---------- Extract

Boost test and openmpi

Hello, I have the following code: #define BOOST_TEST_DYN_LINK #define BOOST_TEST_MODULE mpi_functionality #include <boost/test/unit_test.hpp> #include "mpi.h" struct MPI_Functionality_Fixture { MPI_Functionality_Fixture() { m_argc = boost::unit_test::framework::master_test_suite().argc; m_argv = boost::unit_test::framework::master_test_suite().argv; } int m_argc; char** m_argv; }; BOOST_FIXTURE_TEST_SUITE( MPI_Functionality_TestSuite, MPI_Functionality_Fixture ) BOOST_AUTO_TEST_CASE( mpi_functionality_parenv_init ) { MPI_Init(&m_argc,&m_argv); } BOOST_AUTO_TEST_CASE( mpi_functionality_parenv_finalize ) { MPI_Finalize(); } BOOST_AUTO_TEST_SUITE_END() The code compiles fine, but I have the following problem when I try to run it. When I run as 'mpirun ./my_executable' or 'mpirun -np 3 ./my_executable' everything goes fine. On the other hand, when I run as ./my_executable I get the following error: unknown location(0): fatal error in "mpi_functionality_parenv_finalize": unrecognized signal Outside of Boost, it is perfectly possible to write a program which calls MPI_Init and MPI_Finalize and it does not have to be used with mpirun. I wonder if this (different) behavior of Boost test is normal. I did not find any remarks regarding Boost test and mpi in the tutorial. Best regards, Martin Vymazal

[Please do not mail me a copy of your followup] boost-users@lists.boost.org spake the secret code <4075154.HSbG0KVyOh@arlin17> thusly:
BOOST_AUTO_TEST_CASE( mpi_functionality_parenv_init ) { MPI_Init(&m_argc,&m_argv); }
BOOST_AUTO_TEST_CASE( mpi_functionality_parenv_finalize ) { MPI_Finalize(); }
These aren't separate test cases, they are setup/teardown for an individual test case. <http://www.open-mpi.org/doc/v1.4/man3/MPI_Init.3.php> and <http://www.open-mpi.org/doc/v1.4/man3/MPI_Finalize.3.php> indicate that these two functions should always be paired. Furthermore, not even MPI_Init can be called after MPI_Finalize. Therefore, you can't call these pairs of functions once per test case or once per fixture, you can only call them once per process. Therefore, you probably want to write your own implementation of main() that handles MPI_Init and MPI_Finalize before calling the test runner. Since you are using the shared library version of Boost.Test, see this page for an example of how to write your own implementation of main. <http://user.xmission.com/~legalize/tmp/boost.test/libs/test/doc/html/test/guide/compilation/shared_library.html> -- "The Direct3D Graphics Pipeline" free book <http://tinyurl.com/d3d-pipeline> The Computer Graphics Museum <http://computergraphicsmuseum.org> The Terminals Wiki <http://terminals.classiccmp.org> Legalize Adulthood! (my blog) <http://legalizeadulthood.wordpress.com>

On Feb 19, 2014, at 2:01 PM, Richard <legalize+jeeves@mail.xmission.com> wrote:
[Please do not mail me a copy of your followup]
boost-users@lists.boost.org spake the secret code <4075154.HSbG0KVyOh@arlin17> thusly:
BOOST_AUTO_TEST_CASE( mpi_functionality_parenv_init ) { MPI_Init(&m_argc,&m_argv); }
BOOST_AUTO_TEST_CASE( mpi_functionality_parenv_finalize ) { MPI_Finalize(); }
These aren't separate test cases, they are setup/teardown for an individual test case.

--------------------
---------- Information shown

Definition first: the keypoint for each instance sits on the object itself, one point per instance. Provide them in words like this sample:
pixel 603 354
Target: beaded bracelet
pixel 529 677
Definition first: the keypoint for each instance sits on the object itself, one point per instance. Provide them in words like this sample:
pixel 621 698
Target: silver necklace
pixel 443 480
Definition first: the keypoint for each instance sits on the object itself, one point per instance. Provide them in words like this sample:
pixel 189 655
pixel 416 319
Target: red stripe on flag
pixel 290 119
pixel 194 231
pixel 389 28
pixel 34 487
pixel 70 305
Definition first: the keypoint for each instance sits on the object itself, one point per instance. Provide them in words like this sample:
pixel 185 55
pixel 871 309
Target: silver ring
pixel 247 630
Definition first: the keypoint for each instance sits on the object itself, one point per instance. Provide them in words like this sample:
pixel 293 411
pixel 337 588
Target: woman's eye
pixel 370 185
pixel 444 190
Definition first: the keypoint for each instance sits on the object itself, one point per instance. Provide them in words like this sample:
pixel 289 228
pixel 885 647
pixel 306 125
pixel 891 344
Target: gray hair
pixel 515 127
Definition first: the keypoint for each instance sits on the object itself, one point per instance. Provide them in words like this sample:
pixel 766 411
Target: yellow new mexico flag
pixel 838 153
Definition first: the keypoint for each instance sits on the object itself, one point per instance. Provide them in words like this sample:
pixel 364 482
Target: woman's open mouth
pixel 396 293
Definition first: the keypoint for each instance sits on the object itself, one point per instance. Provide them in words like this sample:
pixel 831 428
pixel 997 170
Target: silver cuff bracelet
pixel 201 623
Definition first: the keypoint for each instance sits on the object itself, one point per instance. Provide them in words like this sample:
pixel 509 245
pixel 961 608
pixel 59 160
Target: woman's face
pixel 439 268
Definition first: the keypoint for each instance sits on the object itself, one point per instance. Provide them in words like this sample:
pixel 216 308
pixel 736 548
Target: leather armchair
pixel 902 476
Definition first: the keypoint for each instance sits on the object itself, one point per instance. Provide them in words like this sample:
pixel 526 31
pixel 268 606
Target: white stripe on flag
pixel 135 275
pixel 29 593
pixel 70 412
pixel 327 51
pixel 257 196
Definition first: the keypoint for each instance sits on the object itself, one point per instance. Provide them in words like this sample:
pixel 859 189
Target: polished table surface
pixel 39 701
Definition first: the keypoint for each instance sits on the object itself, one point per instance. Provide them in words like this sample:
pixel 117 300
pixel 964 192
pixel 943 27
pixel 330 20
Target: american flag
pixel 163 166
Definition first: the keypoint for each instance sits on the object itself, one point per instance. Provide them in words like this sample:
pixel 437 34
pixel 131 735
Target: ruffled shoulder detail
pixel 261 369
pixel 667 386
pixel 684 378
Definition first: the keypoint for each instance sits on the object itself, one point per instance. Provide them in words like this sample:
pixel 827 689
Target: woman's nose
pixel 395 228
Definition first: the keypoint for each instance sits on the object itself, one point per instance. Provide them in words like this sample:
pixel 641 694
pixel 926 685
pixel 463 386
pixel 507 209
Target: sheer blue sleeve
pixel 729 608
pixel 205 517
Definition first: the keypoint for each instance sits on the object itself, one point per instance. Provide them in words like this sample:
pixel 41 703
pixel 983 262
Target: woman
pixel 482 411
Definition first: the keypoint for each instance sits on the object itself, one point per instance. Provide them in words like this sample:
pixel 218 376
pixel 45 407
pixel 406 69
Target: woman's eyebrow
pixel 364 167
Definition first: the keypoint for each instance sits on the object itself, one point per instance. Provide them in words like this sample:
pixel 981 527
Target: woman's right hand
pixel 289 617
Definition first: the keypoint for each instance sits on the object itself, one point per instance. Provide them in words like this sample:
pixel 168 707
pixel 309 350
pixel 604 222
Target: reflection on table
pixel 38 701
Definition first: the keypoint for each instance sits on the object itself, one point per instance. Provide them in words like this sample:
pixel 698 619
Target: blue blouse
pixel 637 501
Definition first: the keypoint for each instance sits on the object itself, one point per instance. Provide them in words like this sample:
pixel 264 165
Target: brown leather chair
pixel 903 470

--------------------

● Directive 1
List every web address that appears in the thread on Boost.Test and Open MPI.
● Directive 2
Answer these questions from the Boost.Test and Open MPI thread:
(a) What error appears when the program is run as ./my_executable?
(b) According to the reply, how often can MPI_Init and MPI_Finalize be called?
(c) On what date did Richard write his reply?
● Directive 3
Write the next part of the Boost.Test and Open MPI thread, picking up right after its final line.
These entries are not connected to the mailing-list thread on Boost.Test and Open MPI.

● Exercise response 1
- http://www.open-mpi.org/doc/v1.4/man3/MPI_Init.3.php
- http://www.open-mpi.org/doc/v1.4/man3/MPI_Finalize.3.php
- http://user.xmission.com/~legalize/tmp/boost.test/libs/test/doc/html/test/guide/compilation/shared_library.html
- http://tinyurl.com/d3d-pipeline
- http://computergraphicsmuseum.org
- http://terminals.classiccmp.org
- http://legalizeadulthood.wordpress.com

● Exercise response 2
(a) unknown location(0): fatal error in "mpi_functionality_parenv_finalize": unrecognized signal
(b) Only once per process.
(c) Feb 19, 2014.

● Exercise response 3
<http://www.open-mpi.org/doc/v1.4/man3/MPI_Init.3.php> and <http://www.open-mpi.org/doc/v1.4/man3/MPI_Finalize.3.php> indicate that these two functions should always be paired.
Furthermore, not even MPI_Init can be called after MPI_Finalize. Therefore, you can't call these pairs of functions once per test case or once per fixture, you can only call them once per process.
Therefore, you probably want to write your own implementation of main() that handles MPI_Init and MPI_Finalize before calling the test runner.
A global fixture seems like a more appropriate solution than implementing main(). BOOST_GLOBAL_FIXTURE http://www.boost.org/doc/libs/1_55_0/libs/test/doc/html/utf/user-guide/fixtu...

A global fixture seems like a more appropriate solution than implementing main().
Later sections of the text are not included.